[Excerpt provided]:
Are there any other resources for learning more about the kettle Java APIs?  Specifically more about how arguments can be set in the transformations and ways to programmitically change step properties after a ktr file has been loaded.

Thanks.

Posted by Anonymous at Aug 14, 2008 13:25

The easiest way to change parameters while keeping a transformation or job unchanged is with the use of variables.

I tried to run an existing transformation in a java project created with eclipse, such as mentionned bellow.

I added the jars kettle-core.jar, kettle-engine.jar and kettle-ui_swt.jar to my project, but the following exception occurs.

Exception in thread "main" java.lang.NoClassDefFoundError: org/apache/commons/digester/Rule
    at org.pentaho.di.trans.step.BaseStep.<clinit>(BaseStep.java:76)
    at org.pentaho.di.trans.StepLoader.readNatives(StepLoader.java:124)
    at org.pentaho.di.trans.StepLoader.init(StepLoader.java:109)
    at org.pentaho.di.trans.StepLoader.init(StepLoader.java:119)
    at main.main(main.java:17)

Can you help me?

Thanks in adavance.

Posted by Anonymous at Aug 25, 2008 05:48

try to add commons-digester to your project class path....

[Objective]:
Carry the forum thread on the Kettle Java APIs forward from its final post.

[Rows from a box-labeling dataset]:
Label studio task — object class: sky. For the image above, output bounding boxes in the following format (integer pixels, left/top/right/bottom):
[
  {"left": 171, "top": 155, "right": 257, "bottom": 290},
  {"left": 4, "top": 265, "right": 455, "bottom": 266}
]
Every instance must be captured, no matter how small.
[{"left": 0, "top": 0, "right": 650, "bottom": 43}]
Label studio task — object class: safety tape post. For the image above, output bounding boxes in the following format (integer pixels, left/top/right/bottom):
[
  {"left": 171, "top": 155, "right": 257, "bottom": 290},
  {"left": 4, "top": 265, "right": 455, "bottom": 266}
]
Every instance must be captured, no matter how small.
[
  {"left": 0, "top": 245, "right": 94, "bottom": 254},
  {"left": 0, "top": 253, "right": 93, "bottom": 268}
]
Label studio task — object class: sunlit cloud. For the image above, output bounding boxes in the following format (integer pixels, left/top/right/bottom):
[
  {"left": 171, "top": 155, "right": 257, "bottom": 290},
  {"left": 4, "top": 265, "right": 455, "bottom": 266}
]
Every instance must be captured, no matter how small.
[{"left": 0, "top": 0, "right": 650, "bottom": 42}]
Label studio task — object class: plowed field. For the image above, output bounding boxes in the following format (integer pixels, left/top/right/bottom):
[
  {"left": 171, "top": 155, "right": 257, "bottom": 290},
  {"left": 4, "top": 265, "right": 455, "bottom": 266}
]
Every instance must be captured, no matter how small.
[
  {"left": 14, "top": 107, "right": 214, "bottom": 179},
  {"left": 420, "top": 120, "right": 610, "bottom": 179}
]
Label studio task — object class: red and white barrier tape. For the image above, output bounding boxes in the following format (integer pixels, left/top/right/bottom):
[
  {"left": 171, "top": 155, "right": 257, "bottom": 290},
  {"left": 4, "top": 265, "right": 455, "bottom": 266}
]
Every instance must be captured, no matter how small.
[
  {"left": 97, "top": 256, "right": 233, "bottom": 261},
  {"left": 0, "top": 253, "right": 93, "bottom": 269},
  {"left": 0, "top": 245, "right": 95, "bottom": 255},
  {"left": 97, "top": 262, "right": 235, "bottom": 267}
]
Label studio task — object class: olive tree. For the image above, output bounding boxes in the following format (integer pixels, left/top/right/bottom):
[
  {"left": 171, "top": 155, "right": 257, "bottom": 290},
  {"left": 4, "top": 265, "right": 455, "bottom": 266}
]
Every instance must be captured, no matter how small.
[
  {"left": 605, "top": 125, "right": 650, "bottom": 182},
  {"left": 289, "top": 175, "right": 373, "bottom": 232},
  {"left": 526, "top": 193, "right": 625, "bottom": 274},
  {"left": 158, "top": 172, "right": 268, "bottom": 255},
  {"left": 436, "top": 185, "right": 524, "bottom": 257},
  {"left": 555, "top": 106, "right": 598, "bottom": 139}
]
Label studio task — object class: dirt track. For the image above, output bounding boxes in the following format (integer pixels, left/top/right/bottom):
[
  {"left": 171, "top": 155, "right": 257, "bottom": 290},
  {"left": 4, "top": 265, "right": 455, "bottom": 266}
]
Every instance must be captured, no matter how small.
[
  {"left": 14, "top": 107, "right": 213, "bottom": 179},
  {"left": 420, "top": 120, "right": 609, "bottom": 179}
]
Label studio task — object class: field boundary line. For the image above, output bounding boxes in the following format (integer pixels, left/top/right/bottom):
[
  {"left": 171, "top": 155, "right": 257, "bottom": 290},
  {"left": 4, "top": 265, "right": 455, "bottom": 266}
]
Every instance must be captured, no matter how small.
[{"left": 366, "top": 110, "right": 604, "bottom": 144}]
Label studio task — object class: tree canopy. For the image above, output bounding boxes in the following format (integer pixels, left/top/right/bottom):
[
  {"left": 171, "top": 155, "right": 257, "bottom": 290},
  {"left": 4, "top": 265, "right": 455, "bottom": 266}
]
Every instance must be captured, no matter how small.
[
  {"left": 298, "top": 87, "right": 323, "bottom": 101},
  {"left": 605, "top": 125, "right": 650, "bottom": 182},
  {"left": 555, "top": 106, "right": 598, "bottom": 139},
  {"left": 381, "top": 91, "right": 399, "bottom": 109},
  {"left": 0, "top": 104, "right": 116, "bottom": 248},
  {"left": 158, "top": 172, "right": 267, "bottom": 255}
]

[Result]:
Posted by Anonymous at Aug 25, 2008 06:48

i want to be able to create the main body of transformations (like splits, filters, and such) but link the inputs and outputs together at run time through the api.  like big etl lego blocks.  i suppose i can create a job at run time, but there doesn't seem to be any documentation for the job api.  any suggestions?

Posted by Anonymous at Aug 25, 2008 13:36

thanks for your recommandations.

I added commons-digester.jar, and I have this exception:
Exception in thread "main" java.lang.NoClassDefFoundError: org/apache/commons/collections/ArrayStack
    at org.apache.commons.digester.Digester.<init>(Digester.java:137)
    at org.pentaho.di.core.config.KettleConfig.createDigester(KettleConfig.java:100)
    at org.pentaho.di.core.config.KettleConfig.<init>(KettleConfig.java:58)
    at org.pentaho.di.core.config.KettleConfig.getInstance(KettleConfig.java:78)
    at org.pentaho.di.trans.step.BaseStep.<clinit>(BaseStep.java:76)
    at org.pentaho.di.trans.StepLoader.readNatives(StepLoader.java:124)
    at org.pentaho.di.trans.StepLoader.init(StepLoader.java:109)
    at org.pentaho.di.trans.StepLoader.init(StepLoader.java:119)
    at main.main(main.java:17)

I added commons-collections-3.1.jar and commons-collections.jar, but the following exception occurs:

Exception in thread "main" java.lang.NoClassDefFoundError: org/apache/commons/logging/LogFactory
    at org.apache.commons.digester.Digester.<init>(Digester.java:303)
    at org.pentaho.di.core.config.KettleConfig.createDigester(KettleConfig.java:100)
    at org.pentaho.di.core.config.KettleConfig.<init>(KettleConfig.java:58)
    at org.pentaho.di.core.config.KettleConfig.getInstance(KettleConfig.java:78)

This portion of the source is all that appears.